▶ [DATA FOR PROCESSING]:
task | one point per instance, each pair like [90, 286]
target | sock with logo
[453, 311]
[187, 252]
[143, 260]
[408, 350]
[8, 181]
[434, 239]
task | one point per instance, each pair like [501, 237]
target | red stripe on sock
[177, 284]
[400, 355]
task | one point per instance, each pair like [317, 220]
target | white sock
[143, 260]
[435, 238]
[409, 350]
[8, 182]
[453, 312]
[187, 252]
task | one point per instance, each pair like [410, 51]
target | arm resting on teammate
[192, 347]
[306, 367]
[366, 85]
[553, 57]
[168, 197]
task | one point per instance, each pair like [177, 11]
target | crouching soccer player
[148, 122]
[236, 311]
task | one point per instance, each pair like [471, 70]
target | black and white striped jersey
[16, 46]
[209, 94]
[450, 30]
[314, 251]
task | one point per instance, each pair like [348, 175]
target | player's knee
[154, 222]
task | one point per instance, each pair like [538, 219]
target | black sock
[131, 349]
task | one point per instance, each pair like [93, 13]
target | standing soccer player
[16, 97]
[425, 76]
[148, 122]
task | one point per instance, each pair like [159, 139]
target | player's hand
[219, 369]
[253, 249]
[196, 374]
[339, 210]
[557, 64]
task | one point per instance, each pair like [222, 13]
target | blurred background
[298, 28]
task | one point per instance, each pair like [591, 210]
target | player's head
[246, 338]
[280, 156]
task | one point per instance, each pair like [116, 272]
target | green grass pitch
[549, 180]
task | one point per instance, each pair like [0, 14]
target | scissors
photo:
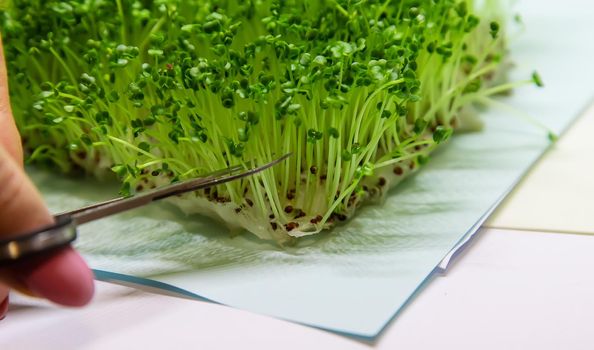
[63, 231]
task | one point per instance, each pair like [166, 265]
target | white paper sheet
[355, 279]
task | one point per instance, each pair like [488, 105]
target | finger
[9, 136]
[62, 276]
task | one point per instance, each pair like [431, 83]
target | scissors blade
[118, 205]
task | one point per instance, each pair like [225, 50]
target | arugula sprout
[155, 91]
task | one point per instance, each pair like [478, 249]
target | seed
[381, 182]
[316, 219]
[291, 226]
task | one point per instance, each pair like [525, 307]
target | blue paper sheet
[355, 279]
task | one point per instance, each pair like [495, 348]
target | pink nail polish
[3, 308]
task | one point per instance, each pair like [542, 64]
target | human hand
[61, 276]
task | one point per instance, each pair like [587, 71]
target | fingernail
[3, 308]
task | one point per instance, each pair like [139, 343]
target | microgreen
[154, 91]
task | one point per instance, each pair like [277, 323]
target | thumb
[60, 276]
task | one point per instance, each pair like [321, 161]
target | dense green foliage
[157, 90]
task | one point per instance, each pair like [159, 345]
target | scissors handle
[42, 240]
[63, 231]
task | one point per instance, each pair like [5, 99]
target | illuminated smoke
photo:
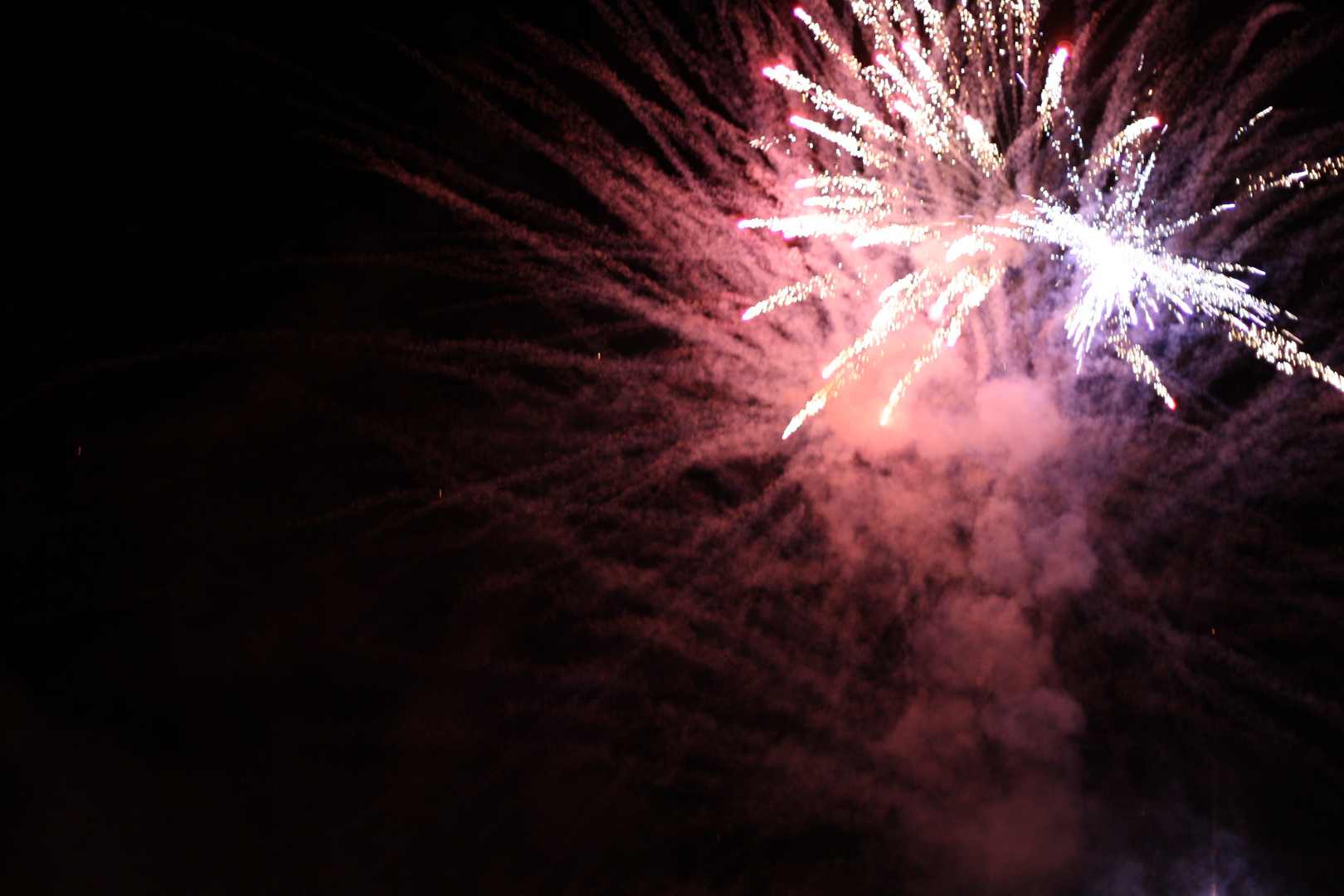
[877, 610]
[934, 173]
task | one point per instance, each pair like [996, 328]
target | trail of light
[928, 124]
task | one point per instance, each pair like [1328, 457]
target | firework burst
[932, 162]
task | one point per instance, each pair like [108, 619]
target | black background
[197, 692]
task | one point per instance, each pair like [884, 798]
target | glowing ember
[929, 164]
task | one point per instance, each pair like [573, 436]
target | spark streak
[926, 134]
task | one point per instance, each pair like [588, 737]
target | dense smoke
[1036, 635]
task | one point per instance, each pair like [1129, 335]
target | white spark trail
[934, 102]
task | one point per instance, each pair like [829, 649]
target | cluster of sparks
[929, 160]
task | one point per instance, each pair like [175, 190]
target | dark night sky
[236, 655]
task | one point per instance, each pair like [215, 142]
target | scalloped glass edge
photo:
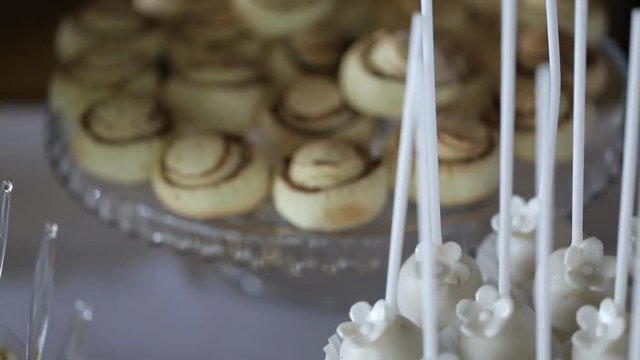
[247, 242]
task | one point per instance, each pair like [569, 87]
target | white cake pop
[603, 334]
[524, 220]
[580, 275]
[379, 333]
[458, 278]
[495, 328]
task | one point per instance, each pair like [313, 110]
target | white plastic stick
[542, 111]
[403, 171]
[429, 88]
[507, 118]
[7, 187]
[544, 236]
[579, 93]
[629, 164]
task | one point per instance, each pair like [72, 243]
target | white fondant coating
[522, 258]
[458, 278]
[378, 333]
[516, 340]
[566, 298]
[603, 333]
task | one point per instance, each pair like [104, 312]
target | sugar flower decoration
[487, 315]
[599, 328]
[332, 349]
[449, 268]
[524, 216]
[587, 266]
[367, 323]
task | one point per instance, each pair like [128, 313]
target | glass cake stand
[266, 256]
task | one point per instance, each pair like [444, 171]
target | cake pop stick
[429, 90]
[403, 171]
[7, 187]
[42, 291]
[629, 166]
[75, 346]
[428, 188]
[542, 110]
[579, 100]
[507, 116]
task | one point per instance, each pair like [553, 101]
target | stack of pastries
[221, 105]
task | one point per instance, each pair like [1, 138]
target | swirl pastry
[525, 126]
[277, 18]
[222, 93]
[120, 139]
[533, 50]
[330, 185]
[372, 74]
[210, 175]
[97, 73]
[468, 160]
[210, 28]
[309, 109]
[106, 23]
[316, 52]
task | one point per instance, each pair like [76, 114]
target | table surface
[149, 303]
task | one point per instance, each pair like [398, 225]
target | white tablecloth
[148, 303]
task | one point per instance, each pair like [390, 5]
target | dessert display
[372, 74]
[468, 159]
[458, 278]
[271, 19]
[330, 185]
[106, 23]
[99, 72]
[209, 175]
[219, 93]
[308, 109]
[121, 139]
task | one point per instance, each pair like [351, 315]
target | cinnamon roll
[210, 28]
[277, 18]
[309, 109]
[210, 175]
[120, 139]
[372, 74]
[468, 160]
[221, 93]
[525, 126]
[330, 185]
[98, 73]
[314, 52]
[106, 23]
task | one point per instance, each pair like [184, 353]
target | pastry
[603, 334]
[106, 23]
[312, 108]
[278, 18]
[495, 328]
[120, 139]
[533, 51]
[330, 185]
[97, 73]
[372, 74]
[378, 333]
[580, 275]
[315, 52]
[525, 123]
[458, 278]
[210, 28]
[468, 160]
[209, 175]
[218, 92]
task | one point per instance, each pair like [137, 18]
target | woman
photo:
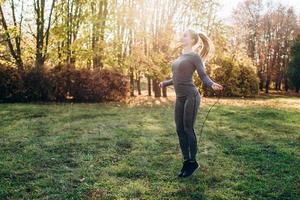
[187, 95]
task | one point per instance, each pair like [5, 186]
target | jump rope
[217, 101]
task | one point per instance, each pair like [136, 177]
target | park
[90, 92]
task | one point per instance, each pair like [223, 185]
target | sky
[228, 5]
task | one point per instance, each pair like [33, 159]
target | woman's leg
[182, 136]
[190, 112]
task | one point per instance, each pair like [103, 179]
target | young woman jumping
[187, 95]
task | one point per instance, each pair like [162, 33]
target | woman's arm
[167, 82]
[201, 71]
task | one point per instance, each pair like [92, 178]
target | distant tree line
[138, 39]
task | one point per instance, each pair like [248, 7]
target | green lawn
[112, 151]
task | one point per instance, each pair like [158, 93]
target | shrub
[36, 85]
[84, 85]
[62, 82]
[11, 84]
[238, 76]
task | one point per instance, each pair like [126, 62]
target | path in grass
[112, 151]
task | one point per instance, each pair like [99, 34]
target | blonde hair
[207, 48]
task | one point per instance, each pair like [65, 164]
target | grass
[112, 151]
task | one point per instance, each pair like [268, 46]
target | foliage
[237, 75]
[10, 84]
[61, 83]
[294, 66]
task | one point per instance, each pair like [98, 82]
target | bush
[36, 85]
[238, 76]
[11, 84]
[61, 83]
[293, 72]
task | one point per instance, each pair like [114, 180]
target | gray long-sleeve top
[182, 69]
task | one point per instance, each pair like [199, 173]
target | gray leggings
[186, 109]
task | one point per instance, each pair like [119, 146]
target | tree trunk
[131, 84]
[261, 85]
[149, 85]
[164, 92]
[138, 85]
[267, 86]
[286, 85]
[156, 88]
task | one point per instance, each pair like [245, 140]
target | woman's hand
[216, 86]
[160, 85]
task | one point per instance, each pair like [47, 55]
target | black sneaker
[191, 167]
[184, 167]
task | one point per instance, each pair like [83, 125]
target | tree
[294, 65]
[42, 30]
[13, 34]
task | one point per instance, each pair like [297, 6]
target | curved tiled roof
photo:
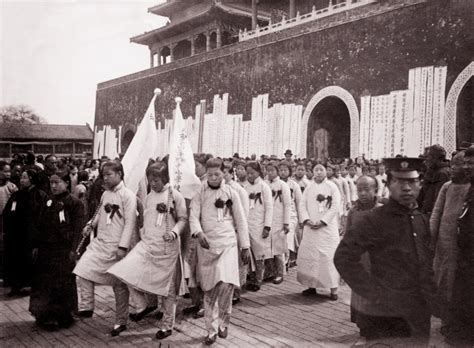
[15, 131]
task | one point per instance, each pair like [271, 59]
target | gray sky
[54, 52]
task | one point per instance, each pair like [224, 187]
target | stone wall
[365, 51]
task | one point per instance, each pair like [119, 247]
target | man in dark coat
[437, 173]
[460, 328]
[398, 285]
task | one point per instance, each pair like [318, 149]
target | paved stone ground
[276, 316]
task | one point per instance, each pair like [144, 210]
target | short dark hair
[215, 163]
[255, 166]
[469, 151]
[115, 165]
[82, 175]
[159, 169]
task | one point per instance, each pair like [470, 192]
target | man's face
[111, 178]
[227, 175]
[52, 163]
[252, 175]
[7, 171]
[300, 171]
[58, 186]
[200, 169]
[241, 173]
[469, 166]
[271, 172]
[16, 171]
[284, 172]
[405, 191]
[214, 176]
[352, 171]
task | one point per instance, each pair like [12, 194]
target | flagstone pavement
[276, 316]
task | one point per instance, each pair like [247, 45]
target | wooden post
[208, 42]
[218, 37]
[292, 9]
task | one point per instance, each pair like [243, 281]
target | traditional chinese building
[322, 78]
[45, 139]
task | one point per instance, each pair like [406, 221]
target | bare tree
[22, 114]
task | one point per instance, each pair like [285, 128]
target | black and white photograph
[237, 173]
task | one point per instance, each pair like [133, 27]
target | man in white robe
[116, 223]
[216, 212]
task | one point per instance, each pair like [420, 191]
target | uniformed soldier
[399, 282]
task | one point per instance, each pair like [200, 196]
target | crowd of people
[400, 233]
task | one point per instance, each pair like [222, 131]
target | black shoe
[210, 340]
[47, 325]
[85, 314]
[66, 323]
[310, 292]
[199, 314]
[253, 287]
[163, 334]
[222, 333]
[191, 310]
[118, 330]
[140, 315]
[278, 280]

▶ [TASK GOAL]:
Restate each line from the start of the listing through the line bearing "task | one point per instance, each pair like [488, 105]" word for word. Drop the pictures.

▶ [OUTPUT FOR THIS TASK]:
task | one point per instance, each pair like [90, 286]
target | sock with logo
[453, 311]
[187, 252]
[143, 260]
[408, 350]
[8, 181]
[434, 239]
task | one point per instance, each pair like [501, 237]
target | red stripe on sock
[177, 284]
[400, 355]
task | one point per instance, each pair like [317, 220]
target | white sock
[143, 260]
[435, 238]
[409, 350]
[8, 182]
[453, 312]
[187, 252]
task | one point per instance, each pair like [410, 51]
target | arm resting on teammate
[192, 347]
[306, 367]
[366, 85]
[553, 57]
[168, 197]
task | one point per instance, each pair like [177, 11]
target | crouching soccer player
[148, 122]
[236, 311]
task | one point per instance, each pair like [471, 70]
target | black and white striped jersey
[16, 46]
[209, 94]
[450, 30]
[314, 251]
task | one point per instance, each pair like [348, 175]
target | player's knee
[154, 222]
task | one point per instance, each pair like [538, 219]
target | black sock
[131, 349]
task | one point per instance, each pair like [93, 13]
target | standing soccer player
[16, 97]
[425, 76]
[148, 122]
task | one point per instance, each pair like [159, 139]
target | player's hand
[219, 369]
[253, 249]
[196, 374]
[339, 210]
[557, 64]
task | one point per instance, each pair like [222, 13]
target | blurred background
[298, 28]
task | one point per instance, each pair like [591, 210]
target | player's head
[246, 338]
[280, 156]
task | one point per instance, each pair like [116, 272]
target | green grass pitch
[549, 180]
task | one point per instance, each pair like [0, 14]
target | scissors
photo:
[63, 231]
task | one point per instance, each pair like [166, 265]
target | white paper sheet
[355, 279]
task | one point per instance, each pair like [488, 105]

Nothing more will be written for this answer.